▶ To do: Please render the listing below as a Markdown table with the columns Row and Line, from the line with "Drop a point on each instance of the eyebrow." through the line with "(1233, 665)". Number each row and leave out blank lines.

----- Recorded information

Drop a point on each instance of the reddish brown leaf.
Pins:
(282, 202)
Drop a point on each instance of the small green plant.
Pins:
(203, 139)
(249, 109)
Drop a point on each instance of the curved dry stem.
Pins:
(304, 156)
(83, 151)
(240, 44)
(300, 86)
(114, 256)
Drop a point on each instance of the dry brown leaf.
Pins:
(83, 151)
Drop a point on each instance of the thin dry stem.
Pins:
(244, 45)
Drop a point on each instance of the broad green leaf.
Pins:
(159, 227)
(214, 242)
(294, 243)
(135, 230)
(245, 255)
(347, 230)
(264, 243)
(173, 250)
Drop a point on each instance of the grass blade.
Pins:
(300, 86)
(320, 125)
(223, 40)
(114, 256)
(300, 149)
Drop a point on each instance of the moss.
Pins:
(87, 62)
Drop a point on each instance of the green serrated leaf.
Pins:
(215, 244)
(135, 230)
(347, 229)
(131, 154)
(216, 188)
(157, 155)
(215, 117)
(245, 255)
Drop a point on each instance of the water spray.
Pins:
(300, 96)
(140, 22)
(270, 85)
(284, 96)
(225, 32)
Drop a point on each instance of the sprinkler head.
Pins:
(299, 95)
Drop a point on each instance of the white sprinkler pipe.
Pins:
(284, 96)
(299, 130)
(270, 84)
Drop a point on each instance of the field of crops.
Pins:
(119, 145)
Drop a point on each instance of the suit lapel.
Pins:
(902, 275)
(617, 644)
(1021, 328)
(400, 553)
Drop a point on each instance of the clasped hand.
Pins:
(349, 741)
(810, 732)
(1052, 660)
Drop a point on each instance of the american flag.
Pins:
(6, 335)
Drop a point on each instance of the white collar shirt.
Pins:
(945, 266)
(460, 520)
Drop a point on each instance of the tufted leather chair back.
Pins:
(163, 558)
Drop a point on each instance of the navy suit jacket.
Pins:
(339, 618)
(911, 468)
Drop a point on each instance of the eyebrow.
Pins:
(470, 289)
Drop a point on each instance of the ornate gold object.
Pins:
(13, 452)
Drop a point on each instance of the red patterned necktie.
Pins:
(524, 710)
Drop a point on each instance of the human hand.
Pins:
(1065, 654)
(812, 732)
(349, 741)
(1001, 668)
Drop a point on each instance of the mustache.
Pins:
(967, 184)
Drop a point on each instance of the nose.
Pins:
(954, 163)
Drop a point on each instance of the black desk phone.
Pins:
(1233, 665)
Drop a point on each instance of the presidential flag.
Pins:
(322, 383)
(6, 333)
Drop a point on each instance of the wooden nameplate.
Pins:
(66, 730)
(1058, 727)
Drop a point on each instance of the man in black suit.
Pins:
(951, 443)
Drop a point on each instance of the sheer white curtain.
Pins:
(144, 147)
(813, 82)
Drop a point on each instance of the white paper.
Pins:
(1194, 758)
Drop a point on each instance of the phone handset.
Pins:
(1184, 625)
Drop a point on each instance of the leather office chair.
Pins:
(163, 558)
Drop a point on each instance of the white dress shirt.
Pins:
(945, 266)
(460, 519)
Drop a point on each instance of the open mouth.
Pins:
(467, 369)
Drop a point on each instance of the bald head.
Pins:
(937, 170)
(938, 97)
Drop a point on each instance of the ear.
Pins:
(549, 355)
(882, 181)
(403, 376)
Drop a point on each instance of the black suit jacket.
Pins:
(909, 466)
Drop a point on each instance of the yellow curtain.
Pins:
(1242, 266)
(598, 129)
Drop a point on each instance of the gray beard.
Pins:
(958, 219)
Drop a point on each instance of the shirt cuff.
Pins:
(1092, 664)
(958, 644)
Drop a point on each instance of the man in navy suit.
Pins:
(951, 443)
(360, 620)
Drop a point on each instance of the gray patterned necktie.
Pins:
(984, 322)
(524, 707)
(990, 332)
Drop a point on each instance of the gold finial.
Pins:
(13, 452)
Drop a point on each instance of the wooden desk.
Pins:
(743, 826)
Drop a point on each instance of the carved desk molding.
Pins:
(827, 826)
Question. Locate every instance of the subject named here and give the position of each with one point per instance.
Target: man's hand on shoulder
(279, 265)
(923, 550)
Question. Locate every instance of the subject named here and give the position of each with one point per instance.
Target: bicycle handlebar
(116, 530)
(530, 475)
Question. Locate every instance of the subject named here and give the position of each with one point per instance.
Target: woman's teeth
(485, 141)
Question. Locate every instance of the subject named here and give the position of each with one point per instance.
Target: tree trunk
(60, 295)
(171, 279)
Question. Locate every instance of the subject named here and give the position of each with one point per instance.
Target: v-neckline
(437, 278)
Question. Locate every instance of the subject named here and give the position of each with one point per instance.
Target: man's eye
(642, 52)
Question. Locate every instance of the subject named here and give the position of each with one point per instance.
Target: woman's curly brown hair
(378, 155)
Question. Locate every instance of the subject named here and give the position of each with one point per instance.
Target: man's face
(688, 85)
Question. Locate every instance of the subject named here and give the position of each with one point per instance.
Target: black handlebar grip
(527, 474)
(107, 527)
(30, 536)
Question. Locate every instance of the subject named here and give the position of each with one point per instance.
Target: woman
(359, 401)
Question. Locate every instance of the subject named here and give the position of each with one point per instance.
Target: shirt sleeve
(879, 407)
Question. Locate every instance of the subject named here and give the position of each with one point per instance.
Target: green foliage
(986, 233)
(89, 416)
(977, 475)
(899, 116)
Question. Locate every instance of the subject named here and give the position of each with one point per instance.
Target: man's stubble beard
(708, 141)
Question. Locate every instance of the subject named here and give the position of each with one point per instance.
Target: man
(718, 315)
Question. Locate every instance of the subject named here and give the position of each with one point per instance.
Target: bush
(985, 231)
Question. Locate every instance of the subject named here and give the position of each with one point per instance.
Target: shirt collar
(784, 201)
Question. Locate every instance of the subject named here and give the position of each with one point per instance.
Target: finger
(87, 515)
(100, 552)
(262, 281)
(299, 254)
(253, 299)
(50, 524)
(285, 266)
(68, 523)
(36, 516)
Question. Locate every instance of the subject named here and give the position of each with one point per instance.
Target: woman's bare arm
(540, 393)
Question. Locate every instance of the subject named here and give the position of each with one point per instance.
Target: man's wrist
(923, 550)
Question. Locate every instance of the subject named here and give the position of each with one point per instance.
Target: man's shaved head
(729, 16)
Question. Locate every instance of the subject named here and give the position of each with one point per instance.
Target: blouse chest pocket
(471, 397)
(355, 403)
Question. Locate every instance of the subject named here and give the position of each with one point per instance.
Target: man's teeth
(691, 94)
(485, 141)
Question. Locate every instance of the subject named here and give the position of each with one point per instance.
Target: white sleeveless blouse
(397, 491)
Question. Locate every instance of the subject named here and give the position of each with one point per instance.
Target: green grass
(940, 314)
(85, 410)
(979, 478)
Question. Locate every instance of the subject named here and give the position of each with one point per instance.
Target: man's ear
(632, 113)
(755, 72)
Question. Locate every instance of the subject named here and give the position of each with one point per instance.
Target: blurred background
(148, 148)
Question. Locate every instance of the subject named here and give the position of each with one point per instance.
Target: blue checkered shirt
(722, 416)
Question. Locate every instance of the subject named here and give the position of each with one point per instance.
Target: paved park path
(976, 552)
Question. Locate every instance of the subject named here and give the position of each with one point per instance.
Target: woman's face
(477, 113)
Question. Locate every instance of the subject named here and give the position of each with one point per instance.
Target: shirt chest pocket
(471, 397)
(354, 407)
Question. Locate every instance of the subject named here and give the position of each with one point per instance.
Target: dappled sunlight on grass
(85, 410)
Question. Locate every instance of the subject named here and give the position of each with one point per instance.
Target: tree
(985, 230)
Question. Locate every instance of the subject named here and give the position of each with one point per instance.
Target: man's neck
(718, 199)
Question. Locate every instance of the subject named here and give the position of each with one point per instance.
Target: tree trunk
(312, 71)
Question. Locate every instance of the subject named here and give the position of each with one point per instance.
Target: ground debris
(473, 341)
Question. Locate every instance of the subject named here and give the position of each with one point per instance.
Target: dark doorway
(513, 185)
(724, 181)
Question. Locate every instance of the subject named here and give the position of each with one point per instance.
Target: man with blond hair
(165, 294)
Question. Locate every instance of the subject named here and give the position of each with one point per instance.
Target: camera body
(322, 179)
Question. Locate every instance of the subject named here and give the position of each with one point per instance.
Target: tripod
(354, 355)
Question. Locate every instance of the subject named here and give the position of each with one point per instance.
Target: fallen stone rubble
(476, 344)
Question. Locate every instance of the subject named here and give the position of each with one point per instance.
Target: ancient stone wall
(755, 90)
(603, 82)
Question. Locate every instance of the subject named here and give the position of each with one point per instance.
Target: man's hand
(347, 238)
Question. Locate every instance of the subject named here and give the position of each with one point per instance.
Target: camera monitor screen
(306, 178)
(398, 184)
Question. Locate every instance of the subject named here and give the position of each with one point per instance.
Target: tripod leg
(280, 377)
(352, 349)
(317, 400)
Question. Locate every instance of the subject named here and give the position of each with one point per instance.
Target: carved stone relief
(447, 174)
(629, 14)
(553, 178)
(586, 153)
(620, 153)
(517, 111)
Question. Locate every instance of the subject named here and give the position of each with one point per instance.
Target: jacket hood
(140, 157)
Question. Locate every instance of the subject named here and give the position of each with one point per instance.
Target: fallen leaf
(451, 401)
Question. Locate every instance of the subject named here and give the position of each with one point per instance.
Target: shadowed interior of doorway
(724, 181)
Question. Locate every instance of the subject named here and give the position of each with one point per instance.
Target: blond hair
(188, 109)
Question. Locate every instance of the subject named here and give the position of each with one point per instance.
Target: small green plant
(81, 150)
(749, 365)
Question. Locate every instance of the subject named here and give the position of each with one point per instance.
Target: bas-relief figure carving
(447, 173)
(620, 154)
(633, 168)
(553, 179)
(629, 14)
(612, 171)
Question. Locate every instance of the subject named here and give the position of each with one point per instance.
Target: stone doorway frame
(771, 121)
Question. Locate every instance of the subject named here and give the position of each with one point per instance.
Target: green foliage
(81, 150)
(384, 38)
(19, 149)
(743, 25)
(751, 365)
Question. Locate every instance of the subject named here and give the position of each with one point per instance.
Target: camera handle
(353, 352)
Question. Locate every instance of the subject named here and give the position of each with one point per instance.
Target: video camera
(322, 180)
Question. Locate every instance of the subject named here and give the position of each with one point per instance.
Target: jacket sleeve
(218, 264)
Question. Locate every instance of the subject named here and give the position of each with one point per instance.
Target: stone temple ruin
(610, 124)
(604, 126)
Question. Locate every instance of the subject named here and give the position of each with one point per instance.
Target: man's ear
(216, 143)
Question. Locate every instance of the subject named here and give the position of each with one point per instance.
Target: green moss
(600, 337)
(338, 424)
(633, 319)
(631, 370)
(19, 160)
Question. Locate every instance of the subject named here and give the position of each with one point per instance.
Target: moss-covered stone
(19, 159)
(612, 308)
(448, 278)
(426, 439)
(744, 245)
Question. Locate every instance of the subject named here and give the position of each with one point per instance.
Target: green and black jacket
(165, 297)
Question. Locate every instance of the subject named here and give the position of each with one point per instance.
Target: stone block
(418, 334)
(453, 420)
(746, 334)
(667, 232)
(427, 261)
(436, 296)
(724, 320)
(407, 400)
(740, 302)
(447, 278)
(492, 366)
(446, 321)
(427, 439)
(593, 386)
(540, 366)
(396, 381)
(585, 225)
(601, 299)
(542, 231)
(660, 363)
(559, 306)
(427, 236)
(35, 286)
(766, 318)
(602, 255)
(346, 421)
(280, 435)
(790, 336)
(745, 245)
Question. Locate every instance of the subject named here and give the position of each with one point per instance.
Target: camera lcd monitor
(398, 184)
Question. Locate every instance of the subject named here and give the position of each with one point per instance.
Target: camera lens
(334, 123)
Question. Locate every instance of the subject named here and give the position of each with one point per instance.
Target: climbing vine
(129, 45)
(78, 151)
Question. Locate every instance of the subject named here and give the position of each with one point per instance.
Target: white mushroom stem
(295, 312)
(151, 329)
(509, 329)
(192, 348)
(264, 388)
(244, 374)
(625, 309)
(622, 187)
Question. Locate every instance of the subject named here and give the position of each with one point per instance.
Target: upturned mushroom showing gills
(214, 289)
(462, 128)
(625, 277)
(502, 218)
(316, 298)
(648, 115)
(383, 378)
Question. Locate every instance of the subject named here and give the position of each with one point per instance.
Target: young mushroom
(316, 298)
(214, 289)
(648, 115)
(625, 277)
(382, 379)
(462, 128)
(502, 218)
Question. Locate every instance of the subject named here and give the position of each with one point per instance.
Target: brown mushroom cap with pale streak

----------

▶ Solution:
| Row | Line |
|---|---|
| 1 | Drop a point on each instance of the eyebrow. |
| 2 | Pins: |
| 3 | (470, 289) |
| 4 | Drop a point on each instance of the ornate gold object. |
| 5 | Pins: |
| 6 | (13, 452) |
| 7 | Drop a point on each instance of the red patterned necktie. |
| 8 | Pins: |
| 9 | (524, 710) |
| 10 | Drop a point on each instance of the human hand. |
| 11 | Pins: |
| 12 | (1065, 654) |
| 13 | (812, 732) |
| 14 | (349, 741) |
| 15 | (1001, 668) |
| 16 | Drop a point on each instance of the mustache. |
| 17 | Pins: |
| 18 | (967, 184) |
| 19 | Drop a point on each instance of the nose. |
| 20 | Pins: |
| 21 | (954, 163) |
| 22 | Drop a point on each instance of the black desk phone. |
| 23 | Pins: |
| 24 | (1233, 665) |